▶ [WHAT IS ASKED]:
Output every line of the rows below as a Markdown table with two columns, Row number and Row text, and leave out any blank lines.

▶ [PROVIDED ENTRIES]:
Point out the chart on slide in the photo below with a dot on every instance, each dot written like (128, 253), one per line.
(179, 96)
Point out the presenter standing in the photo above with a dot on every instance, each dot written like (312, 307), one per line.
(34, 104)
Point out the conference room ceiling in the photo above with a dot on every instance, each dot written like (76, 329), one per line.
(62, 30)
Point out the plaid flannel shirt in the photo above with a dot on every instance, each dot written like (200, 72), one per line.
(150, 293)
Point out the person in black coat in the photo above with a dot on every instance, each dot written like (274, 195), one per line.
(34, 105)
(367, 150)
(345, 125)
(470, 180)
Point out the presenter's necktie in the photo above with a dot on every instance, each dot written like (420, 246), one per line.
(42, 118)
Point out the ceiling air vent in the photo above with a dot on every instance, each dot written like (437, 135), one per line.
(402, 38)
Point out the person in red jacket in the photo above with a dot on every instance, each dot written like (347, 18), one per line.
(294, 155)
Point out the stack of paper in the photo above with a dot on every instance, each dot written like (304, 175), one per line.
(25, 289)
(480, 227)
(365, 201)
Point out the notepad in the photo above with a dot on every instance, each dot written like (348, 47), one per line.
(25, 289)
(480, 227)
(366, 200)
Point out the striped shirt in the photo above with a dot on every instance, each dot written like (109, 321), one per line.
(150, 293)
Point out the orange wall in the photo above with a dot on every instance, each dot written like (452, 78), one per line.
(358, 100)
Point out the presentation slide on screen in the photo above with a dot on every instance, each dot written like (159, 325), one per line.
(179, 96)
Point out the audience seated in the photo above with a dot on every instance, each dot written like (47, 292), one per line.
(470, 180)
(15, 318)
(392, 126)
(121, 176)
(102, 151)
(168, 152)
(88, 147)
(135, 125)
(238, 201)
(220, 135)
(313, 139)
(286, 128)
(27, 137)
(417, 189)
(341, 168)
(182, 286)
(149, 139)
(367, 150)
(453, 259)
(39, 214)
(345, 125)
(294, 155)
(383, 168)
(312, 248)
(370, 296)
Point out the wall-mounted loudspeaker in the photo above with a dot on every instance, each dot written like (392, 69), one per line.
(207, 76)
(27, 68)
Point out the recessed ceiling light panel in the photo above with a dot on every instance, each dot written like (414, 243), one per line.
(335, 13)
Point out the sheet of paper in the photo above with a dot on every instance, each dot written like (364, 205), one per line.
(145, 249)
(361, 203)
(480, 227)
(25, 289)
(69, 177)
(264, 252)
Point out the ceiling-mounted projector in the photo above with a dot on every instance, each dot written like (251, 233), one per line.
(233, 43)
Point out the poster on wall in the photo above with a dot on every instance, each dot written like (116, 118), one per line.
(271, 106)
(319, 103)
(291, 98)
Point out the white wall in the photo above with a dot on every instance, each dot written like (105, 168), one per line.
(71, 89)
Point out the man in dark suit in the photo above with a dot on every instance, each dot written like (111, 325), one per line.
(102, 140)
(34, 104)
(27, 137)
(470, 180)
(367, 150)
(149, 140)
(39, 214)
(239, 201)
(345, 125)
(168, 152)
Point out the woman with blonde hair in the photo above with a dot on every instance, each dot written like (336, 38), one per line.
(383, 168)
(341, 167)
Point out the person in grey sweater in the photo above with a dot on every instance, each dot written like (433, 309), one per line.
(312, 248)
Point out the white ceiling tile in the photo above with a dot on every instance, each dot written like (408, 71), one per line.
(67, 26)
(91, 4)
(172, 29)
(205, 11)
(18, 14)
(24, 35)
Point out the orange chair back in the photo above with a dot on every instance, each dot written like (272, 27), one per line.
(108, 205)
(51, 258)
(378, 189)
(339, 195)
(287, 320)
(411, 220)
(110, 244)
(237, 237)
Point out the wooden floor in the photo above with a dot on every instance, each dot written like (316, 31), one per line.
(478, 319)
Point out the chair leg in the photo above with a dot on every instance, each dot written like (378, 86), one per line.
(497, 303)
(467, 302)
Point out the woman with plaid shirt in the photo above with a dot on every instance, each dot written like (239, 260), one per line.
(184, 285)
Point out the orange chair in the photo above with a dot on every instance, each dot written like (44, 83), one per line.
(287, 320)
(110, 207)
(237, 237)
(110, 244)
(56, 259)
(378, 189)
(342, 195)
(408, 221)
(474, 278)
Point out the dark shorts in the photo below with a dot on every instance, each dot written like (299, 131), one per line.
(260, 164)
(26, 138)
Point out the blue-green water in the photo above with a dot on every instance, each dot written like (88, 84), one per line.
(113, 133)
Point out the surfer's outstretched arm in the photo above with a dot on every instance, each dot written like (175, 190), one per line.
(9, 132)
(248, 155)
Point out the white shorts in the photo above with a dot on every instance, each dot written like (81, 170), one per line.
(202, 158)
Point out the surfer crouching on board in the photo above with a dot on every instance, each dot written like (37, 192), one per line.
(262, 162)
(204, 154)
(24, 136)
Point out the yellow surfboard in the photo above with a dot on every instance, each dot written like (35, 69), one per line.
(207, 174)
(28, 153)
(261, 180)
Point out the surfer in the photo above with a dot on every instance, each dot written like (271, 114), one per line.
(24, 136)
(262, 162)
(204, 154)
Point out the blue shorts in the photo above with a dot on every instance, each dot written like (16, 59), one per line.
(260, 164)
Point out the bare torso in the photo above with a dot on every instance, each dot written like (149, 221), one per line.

▶ [RESULT]:
| Row number | Row text |
|---|---|
| 1 | Point out the chart on slide in the photo below with a dot on every instance, each dot written like (128, 253), one per line. |
| 2 | (179, 96) |
| 3 | Point out the presenter standing in the photo above with a dot on every instance, each dot written like (312, 307), one per line. |
| 4 | (34, 104) |
| 5 | Point out the conference room ceiling in the photo above with a dot on every instance, each dot written like (76, 329), one per line. |
| 6 | (62, 30) |
| 7 | Point out the plaid flannel shirt in the photo above with a dot on every instance, each dot written like (200, 72), one per line. |
| 8 | (150, 293) |
| 9 | Point out the person in black coat in the photo above with a dot on every instance, each dot written like (274, 195), one per line. |
| 10 | (34, 105) |
| 11 | (367, 150) |
| 12 | (345, 125) |
| 13 | (470, 180) |
| 14 | Point out the presenter's necktie in the photo above with a dot on every instance, each dot written like (420, 246), one per line. |
| 15 | (42, 118) |
| 16 | Point out the ceiling air vent in the photo above with a dot on every instance, each dot written like (437, 135), one per line. |
| 17 | (402, 38) |
| 18 | Point out the person in red jacket in the photo above with a dot on every instance, each dot written like (347, 18), one per line. |
| 19 | (294, 155) |
| 20 | Point out the stack of paper in the photo above with a dot on every instance, each dot written like (304, 175), one per line. |
| 21 | (25, 289) |
| 22 | (480, 227) |
| 23 | (365, 201) |
| 24 | Point out the notepad in the photo above with a dot on every instance, each dot written like (348, 47), one per line. |
| 25 | (25, 289) |
| 26 | (480, 227) |
| 27 | (366, 200) |
| 28 | Point out the striped shirt in the photo above with a dot on every instance, each dot written like (109, 321), one per line. |
| 29 | (150, 293) |
| 30 | Point out the orange wall in the photo above with a dot on every instance, each dot written like (452, 78), one per line. |
| 31 | (358, 100) |
| 32 | Point out the presentation slide on screen in the photo above with a dot on every instance, each dot written like (159, 325), one per line. |
| 33 | (179, 96) |
| 34 | Point out the audience seated in the photo above with a dot on every instance, each dot written like (47, 292), one per line. |
| 35 | (470, 180) |
| 36 | (15, 318) |
| 37 | (392, 126) |
| 38 | (121, 176) |
| 39 | (102, 151) |
| 40 | (168, 152) |
| 41 | (88, 147) |
| 42 | (135, 125) |
| 43 | (238, 201) |
| 44 | (220, 135) |
| 45 | (313, 139) |
| 46 | (286, 128) |
| 47 | (27, 137) |
| 48 | (417, 189) |
| 49 | (341, 168) |
| 50 | (182, 286) |
| 51 | (149, 139) |
| 52 | (367, 150) |
| 53 | (453, 259) |
| 54 | (39, 214) |
| 55 | (345, 125) |
| 56 | (294, 155) |
| 57 | (383, 168) |
| 58 | (312, 248) |
| 59 | (370, 296) |
| 60 | Point out the wall-mounted loudspeaker in the photo above with a dot on every instance, each dot written like (392, 69), one per line. |
| 61 | (207, 76) |
| 62 | (27, 68) |
| 63 | Point out the recessed ceiling light panel in the photo above with a dot on every instance, each dot written like (414, 243), one per line. |
| 64 | (335, 13) |
| 65 | Point out the sheet of paper in the photo above with a dot on every instance, each dot written like (364, 205), one per line. |
| 66 | (145, 249) |
| 67 | (361, 203) |
| 68 | (480, 227) |
| 69 | (25, 289) |
| 70 | (69, 177) |
| 71 | (264, 252) |
| 72 | Point out the ceiling-mounted projector in the photo above with a dot on every instance, each dot written like (251, 233), one per line. |
| 73 | (233, 43) |
| 74 | Point out the poster on wall in the photo above with a dot on every instance, each dot written like (116, 118), one per line. |
| 75 | (271, 106) |
| 76 | (319, 103) |
| 77 | (291, 98) |
| 78 | Point out the white wall in the photo above with a dot on every instance, each dot written like (105, 168), one per line. |
| 79 | (71, 89) |
| 80 | Point out the man in dark suit in the photo above with a dot on every instance, each dot written like (111, 325), one per line. |
| 81 | (102, 140) |
| 82 | (34, 104) |
| 83 | (27, 137) |
| 84 | (470, 180) |
| 85 | (367, 150) |
| 86 | (149, 140) |
| 87 | (39, 214) |
| 88 | (239, 201) |
| 89 | (345, 125) |
| 90 | (168, 152) |
| 91 | Point out the woman with blonde hair in the photo above with a dot on every instance, each dot written like (336, 38), one per line. |
| 92 | (383, 168) |
| 93 | (341, 167) |
| 94 | Point out the person in grey sweater in the photo above with a dot on every instance, each dot written like (433, 309), one per line. |
| 95 | (312, 248) |
| 96 | Point out the white ceiling tile in the photo above with a dot on every instance, each dot written like (408, 71), one per line. |
| 97 | (67, 26) |
| 98 | (91, 4) |
| 99 | (172, 29) |
| 100 | (205, 11) |
| 101 | (18, 14) |
| 102 | (24, 35) |
| 103 | Point out the orange chair back in the photo above with a dot on every instance, each dot written like (272, 27), one per line. |
| 104 | (108, 205) |
| 105 | (51, 258) |
| 106 | (378, 189) |
| 107 | (339, 195) |
| 108 | (287, 320) |
| 109 | (411, 220) |
| 110 | (110, 244) |
| 111 | (237, 237) |
| 112 | Point out the wooden floor in the photo above with a dot on every instance, each dot written like (316, 31), one per line. |
| 113 | (478, 319) |
| 114 | Point out the chair leg in the photo above with a dot on every instance, each dot written like (378, 86), one per line. |
| 115 | (497, 303) |
| 116 | (467, 302) |
| 117 | Point out the woman with plaid shirt in the photo above with a dot on every instance, each dot written like (239, 260), one per line. |
| 118 | (184, 285) |
| 119 | Point out the orange chair in the photo above with a dot on every instance, each dot written like (44, 83), one per line. |
| 120 | (287, 320) |
| 121 | (110, 207) |
| 122 | (237, 237) |
| 123 | (110, 244) |
| 124 | (56, 259) |
| 125 | (378, 189) |
| 126 | (342, 195) |
| 127 | (408, 221) |
| 128 | (474, 278) |
| 129 | Point out the dark shorts in the photo below with a dot on every instance, each dot written like (299, 131), one per line. |
| 130 | (260, 164) |
| 131 | (26, 138) |
| 132 | Point out the blue-green water in the photo above with a dot on every instance, each dot written like (88, 84), one per line. |
| 133 | (113, 133) |
| 134 | Point out the surfer's outstretched arm in the photo above with a dot on every instance, each dot written like (175, 190), one per line. |
| 135 | (9, 132) |
| 136 | (248, 155) |
| 137 | Point out the white shorts in the photo above with a dot on every instance, each dot written like (81, 170), one per line. |
| 138 | (202, 158) |
| 139 | Point out the surfer crouching on board in the photo above with a dot on every instance, each dot written like (37, 192), one per line. |
| 140 | (262, 162) |
| 141 | (204, 154) |
| 142 | (24, 136) |
| 143 | Point out the yellow surfboard in the photo above with a dot on every instance, each dot written like (35, 69), one per line. |
| 144 | (207, 174) |
| 145 | (28, 153) |
| 146 | (261, 180) |
| 147 | Point out the surfer in the photo above with a dot on every instance, each dot written like (271, 114), one per line. |
| 148 | (24, 136) |
| 149 | (262, 162) |
| 150 | (204, 154) |
| 151 | Point out the blue shorts in the photo above with a dot on every instance, each dot written like (16, 59), one per line. |
| 152 | (260, 164) |
| 153 | Point out the bare torso in the photo above with a dot on every instance, each dot written like (149, 221), one per line. |